_Page extract_

"""

PLEASE DO NOT CONTACT THE COURT OR THE CLERK'S OFFICE REGARDING
THIS NOTICE.  Inquiries may be made to Lead Counsel:

        John Browne, Esq.
        Bernstein Litowitz Berger & Grossmann LLP
        1285 Avenue of the Americas, 38th Floor
        New York, NY 10019
        Telephone: (866) 648-2524

Published By Order of the United States District Court for the
Southern District of New York


SAKS INC: Agrees to Settle Shareholder Class Action Over Merger
---------------------------------------------------------------
RAPAPORT reports that Saks Inc. acknowledged on Oct. 22 that it
had reached an agreement to settle class action lawsuits that were
filed by some shareholders in an attempt to prevent the retailer's
sale to Hudson's Bay Company.  Several class action suits were
brought against Saks in New York, which were consolidated, and two
cases were filed in Tennessee.

The complaints alleged that Saks' directors breached their
fiduciary duties to shareholders in connection with the merger by
agreeing to sell Saks for "inadequate" consideration and by
agreeing to terms that discouraged competing bids.  The complaints
also challenged disclosures that Saks and its directors have made
regarding the merger, as well as that Hudson's Bay aided and
abetted the directors' breach of their fiduciary duties.

On Oct. 21, the parties came to an understanding, which would
decrease the termination fee from Saks to Hudson's Bay down to
$68.5 million from $73.5 million if the deal fails to materialize
and shortened the period of time that Hudson's Bay may match an
alternative offer for Saks from four days to three.  Saks must
inform Hudson's Bay of an alternative offer within 72 hours.

Saks called a special meeting of shareholders for Oct. 30 to vote
on and approve the merger with Hudson's Bay.


TANGOE INC: Continues to Defend Consolidated Securities Suit
------------------------------------------------------------
Tangoe, Inc., continues to defend itself against a consolidated
securities class action lawsuit pending in Connecticut, according
to the Company's August 9, 2013, Form 10-Q filing with the U.S.
Securities and Exchange Commission for the quarter ended June 30,
2013.

"""

_Apply what you read_
(a) Reproduce everything in the class action news text from "TANGOE INC: Continues" down to "with the U.S.".
(b) Write the next part of the class action news text, picking up after its final sentence.

_Stored data_
"""

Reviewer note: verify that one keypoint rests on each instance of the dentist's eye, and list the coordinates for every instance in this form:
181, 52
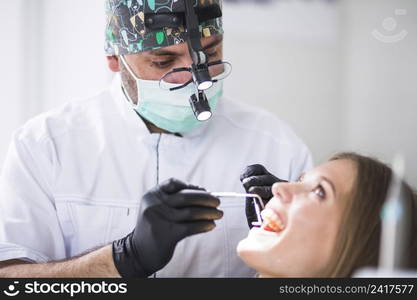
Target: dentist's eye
319, 191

"""

_Response list_
(a)
TANGOE INC: Continues to Defend Consolidated Securities Suit
------------------------------------------------------------
Tangoe, Inc., continues to defend itself against a consolidated
securities class action lawsuit pending in Connecticut, according
to the Company's August 9, 2013, Form 10-Q filing with the U.S.

(b)
On March 1, 2013, Lewis Stein, a purported purchaser of the
Company's common stock, filed a complaint in the United States
District Court for the District of Connecticut against the
Company, its President and Chief Executive Officer and its Chief
Financial Officer, Stein v. Tangoe, Inc., Albert R. Subbloie, Jr.
and Gary R. Martino.  The plaintiff alleges violations of Sections
10(b) and 20(a) of the Securities Exchange Act of 1934, as amended
(the "Exchange Act") and Rule 10b-5 promulgated under the Exchange
Act.  The plaintiff seeks to represent a class of purchasers of
the Company's common stock from December 20, 2011, through
September 5, 2012, and alleges that during this period the market
price of the Company's common stock was inflated by false or
misleading statements principally concerning the results of the
Company's business.  On April 30, 2013, Mr. Stein and another
purported purchaser of the Company's common stock, James Gibson,
filed a motion to be appointed as lead plaintiffs in connection
with this putative class action and to have their attorneys
approved as lead counsel.  The court held a hearing on May 13,
2013, to appoint a lead plaintiff and lead counsel for all of the
cases consolidated with this action.  The court denied without
prejudice Mr. Stein's and Mr. Gibson's motion to be appointed as
lead plaintiffs in connection with this putative class action and
to have their attorneys approved as lead counsel.  On May 17,
2013, Mr. Gibson withdrew his request to be appointed as lead
plaintiff in connection with this putative class action, and Mr.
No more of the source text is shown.